------ 演習用データ

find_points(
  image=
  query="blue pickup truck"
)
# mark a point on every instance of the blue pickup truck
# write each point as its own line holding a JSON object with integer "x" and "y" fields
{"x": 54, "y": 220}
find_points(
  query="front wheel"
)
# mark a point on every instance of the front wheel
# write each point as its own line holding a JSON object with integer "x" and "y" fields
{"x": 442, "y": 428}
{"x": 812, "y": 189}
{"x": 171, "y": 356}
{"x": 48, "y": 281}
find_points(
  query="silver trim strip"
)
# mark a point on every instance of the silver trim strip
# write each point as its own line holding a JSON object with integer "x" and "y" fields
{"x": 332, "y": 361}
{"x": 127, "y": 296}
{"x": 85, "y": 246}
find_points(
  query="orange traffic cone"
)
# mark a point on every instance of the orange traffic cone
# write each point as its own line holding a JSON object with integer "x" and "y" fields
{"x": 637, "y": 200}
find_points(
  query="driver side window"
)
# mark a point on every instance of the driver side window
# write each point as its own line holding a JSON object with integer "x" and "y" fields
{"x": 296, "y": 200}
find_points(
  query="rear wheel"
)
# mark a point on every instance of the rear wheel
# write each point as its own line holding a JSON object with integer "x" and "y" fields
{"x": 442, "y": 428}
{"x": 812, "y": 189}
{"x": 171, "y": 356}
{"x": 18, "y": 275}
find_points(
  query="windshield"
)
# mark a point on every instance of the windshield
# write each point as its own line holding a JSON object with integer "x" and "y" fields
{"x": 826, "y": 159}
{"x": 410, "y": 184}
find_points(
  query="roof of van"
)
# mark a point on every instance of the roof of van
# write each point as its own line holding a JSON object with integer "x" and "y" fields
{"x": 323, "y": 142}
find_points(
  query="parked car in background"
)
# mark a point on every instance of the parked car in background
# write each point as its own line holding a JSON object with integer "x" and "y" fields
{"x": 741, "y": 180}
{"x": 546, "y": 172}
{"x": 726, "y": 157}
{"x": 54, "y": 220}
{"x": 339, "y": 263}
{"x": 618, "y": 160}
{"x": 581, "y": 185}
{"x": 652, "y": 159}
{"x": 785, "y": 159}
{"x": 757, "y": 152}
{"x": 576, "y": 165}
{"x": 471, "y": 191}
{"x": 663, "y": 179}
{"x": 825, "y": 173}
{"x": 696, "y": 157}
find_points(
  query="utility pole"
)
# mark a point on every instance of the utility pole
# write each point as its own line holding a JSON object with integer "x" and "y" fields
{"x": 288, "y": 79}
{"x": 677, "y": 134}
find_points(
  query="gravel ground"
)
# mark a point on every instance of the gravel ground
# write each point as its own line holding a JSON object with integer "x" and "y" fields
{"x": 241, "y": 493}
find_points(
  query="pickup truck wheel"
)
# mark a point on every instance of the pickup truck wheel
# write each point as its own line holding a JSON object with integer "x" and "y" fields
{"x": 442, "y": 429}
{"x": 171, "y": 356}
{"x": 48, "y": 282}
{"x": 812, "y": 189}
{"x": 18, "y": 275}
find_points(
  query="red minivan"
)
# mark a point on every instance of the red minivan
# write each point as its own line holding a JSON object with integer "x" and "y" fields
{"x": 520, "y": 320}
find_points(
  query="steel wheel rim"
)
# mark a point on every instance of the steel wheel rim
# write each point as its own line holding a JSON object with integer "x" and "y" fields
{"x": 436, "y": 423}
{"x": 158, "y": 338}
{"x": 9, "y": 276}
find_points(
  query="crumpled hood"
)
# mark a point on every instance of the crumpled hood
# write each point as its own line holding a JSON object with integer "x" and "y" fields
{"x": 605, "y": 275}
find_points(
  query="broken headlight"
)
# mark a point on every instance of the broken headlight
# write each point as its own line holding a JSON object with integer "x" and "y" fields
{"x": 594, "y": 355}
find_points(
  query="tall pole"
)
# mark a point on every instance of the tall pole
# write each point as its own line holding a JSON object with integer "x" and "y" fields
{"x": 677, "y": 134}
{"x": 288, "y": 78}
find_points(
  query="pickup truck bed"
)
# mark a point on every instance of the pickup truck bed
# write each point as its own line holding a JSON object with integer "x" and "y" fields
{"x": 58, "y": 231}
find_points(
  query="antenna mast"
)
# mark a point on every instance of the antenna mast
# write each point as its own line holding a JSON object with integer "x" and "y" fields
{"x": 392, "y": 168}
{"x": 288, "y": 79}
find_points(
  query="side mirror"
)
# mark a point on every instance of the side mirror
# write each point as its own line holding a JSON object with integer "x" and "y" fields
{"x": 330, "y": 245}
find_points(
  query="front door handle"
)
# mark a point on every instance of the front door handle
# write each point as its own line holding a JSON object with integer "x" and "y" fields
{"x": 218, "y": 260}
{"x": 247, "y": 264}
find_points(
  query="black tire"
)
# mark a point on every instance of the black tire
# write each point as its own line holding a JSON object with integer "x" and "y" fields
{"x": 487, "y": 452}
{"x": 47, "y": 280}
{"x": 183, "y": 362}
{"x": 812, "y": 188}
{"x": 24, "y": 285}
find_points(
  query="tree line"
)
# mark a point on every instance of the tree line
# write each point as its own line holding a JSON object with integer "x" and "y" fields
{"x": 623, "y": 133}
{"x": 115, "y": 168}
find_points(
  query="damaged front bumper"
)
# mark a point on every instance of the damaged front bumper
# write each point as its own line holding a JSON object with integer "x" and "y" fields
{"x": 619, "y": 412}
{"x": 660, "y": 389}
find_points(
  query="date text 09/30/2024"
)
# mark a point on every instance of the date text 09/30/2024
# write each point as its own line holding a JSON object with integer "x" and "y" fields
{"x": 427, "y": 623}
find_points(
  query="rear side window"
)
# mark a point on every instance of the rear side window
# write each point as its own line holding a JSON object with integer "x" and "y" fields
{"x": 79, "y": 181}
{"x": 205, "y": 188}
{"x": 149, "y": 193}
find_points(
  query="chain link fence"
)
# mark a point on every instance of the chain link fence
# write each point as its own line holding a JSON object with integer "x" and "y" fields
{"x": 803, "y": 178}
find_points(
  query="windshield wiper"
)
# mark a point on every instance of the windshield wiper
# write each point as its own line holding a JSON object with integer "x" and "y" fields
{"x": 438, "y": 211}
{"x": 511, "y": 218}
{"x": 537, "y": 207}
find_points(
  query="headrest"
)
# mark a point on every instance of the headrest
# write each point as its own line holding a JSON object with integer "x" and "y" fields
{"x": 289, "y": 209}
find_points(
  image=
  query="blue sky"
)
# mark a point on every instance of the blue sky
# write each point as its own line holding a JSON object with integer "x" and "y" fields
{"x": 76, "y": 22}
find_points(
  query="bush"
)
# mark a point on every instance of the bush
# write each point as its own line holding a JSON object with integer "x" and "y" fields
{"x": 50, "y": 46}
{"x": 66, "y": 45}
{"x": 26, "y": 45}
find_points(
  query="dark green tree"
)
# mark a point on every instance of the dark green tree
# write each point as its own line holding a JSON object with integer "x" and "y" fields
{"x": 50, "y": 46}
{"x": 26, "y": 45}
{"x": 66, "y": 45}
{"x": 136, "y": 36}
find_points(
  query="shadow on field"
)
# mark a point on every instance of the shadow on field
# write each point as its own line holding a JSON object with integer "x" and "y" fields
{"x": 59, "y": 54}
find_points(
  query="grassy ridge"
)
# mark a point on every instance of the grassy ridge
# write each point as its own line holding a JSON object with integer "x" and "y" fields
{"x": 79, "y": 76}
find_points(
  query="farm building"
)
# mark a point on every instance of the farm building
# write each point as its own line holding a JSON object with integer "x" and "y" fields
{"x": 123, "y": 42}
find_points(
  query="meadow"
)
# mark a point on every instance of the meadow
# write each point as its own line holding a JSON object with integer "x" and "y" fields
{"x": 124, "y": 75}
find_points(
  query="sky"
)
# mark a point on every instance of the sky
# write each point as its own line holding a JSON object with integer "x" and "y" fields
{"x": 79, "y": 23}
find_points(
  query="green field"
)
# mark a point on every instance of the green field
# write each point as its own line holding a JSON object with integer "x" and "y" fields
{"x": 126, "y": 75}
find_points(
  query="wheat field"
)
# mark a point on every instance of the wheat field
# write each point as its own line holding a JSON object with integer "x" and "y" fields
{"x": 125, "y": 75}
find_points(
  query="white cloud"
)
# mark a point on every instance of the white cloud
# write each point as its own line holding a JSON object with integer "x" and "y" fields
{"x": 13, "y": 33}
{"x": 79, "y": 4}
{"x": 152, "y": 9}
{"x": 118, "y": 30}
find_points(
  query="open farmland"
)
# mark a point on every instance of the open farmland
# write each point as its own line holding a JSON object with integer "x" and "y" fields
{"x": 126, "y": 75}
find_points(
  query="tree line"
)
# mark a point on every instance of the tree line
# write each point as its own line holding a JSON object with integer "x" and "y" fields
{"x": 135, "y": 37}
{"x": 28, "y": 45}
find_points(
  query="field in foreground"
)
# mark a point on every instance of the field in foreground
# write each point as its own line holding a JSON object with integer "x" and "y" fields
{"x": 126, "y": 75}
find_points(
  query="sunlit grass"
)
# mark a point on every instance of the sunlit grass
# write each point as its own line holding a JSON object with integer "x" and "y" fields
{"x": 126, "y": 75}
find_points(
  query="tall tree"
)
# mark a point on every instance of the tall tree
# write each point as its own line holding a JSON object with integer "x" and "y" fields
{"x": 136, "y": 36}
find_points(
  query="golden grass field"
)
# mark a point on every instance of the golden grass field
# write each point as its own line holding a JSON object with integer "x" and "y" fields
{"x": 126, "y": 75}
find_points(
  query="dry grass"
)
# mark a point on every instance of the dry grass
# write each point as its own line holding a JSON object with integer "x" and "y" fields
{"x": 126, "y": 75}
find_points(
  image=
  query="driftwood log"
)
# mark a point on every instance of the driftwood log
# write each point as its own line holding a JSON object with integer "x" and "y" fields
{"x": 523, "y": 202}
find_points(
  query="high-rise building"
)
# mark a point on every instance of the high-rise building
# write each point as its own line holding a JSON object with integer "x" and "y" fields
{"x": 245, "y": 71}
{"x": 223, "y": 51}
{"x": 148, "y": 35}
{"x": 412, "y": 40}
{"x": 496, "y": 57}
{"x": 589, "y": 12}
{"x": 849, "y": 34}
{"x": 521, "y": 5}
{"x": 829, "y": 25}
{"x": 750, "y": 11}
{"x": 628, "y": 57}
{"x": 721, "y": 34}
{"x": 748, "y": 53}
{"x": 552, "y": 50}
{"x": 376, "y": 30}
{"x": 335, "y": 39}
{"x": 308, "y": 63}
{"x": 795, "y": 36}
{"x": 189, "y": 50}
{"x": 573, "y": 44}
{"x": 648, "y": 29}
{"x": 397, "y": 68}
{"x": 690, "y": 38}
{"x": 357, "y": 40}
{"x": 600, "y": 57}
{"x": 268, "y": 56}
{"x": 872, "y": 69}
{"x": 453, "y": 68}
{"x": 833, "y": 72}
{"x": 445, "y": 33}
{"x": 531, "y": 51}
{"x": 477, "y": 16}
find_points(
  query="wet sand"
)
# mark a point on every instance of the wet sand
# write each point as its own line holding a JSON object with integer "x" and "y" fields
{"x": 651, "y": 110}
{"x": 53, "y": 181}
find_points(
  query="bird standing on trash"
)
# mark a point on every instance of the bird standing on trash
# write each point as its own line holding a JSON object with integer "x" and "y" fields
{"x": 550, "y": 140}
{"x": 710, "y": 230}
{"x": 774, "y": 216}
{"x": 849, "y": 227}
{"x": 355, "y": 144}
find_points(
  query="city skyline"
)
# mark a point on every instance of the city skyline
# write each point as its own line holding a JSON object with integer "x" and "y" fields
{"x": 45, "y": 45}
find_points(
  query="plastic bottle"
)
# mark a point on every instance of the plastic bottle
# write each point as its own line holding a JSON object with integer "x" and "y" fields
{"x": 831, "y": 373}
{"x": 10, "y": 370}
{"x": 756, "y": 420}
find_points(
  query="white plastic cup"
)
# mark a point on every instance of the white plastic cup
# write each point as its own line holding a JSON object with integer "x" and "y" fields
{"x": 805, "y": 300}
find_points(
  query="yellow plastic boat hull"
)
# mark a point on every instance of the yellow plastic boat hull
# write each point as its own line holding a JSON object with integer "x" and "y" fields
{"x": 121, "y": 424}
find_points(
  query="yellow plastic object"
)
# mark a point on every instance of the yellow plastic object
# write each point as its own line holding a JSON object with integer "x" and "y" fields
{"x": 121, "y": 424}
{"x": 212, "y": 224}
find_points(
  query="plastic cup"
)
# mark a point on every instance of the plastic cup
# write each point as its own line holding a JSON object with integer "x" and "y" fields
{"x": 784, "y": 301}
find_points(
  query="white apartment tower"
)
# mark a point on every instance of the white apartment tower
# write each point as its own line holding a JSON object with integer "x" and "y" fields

------------

→ 作業内容
上のデータで、文字列「damaged」を含む行はいくつありますか？大文字と小文字は区別し、数だけを答えてください。

→ 解答例
2